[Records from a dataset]
** Start **
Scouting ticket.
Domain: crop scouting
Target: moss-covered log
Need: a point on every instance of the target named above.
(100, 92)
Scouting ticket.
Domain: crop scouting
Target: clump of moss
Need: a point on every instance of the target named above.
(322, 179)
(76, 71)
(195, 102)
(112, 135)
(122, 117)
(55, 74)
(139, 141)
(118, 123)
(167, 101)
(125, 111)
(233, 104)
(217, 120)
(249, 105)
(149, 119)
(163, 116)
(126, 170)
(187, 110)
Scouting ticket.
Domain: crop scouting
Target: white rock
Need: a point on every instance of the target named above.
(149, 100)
** End **
** Start **
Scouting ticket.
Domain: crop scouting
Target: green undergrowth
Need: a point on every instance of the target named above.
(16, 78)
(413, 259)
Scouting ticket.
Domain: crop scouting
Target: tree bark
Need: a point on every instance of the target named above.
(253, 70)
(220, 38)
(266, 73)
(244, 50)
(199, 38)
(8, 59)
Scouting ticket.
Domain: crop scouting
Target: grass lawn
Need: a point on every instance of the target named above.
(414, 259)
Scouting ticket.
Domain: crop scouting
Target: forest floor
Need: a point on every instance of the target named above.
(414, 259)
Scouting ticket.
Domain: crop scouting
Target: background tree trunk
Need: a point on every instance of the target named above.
** End **
Exercise directions: Which lines in the records above contain the string "moss"? Show each of them in full.

Result of the exercise:
Target: moss-covered log
Target: clump of moss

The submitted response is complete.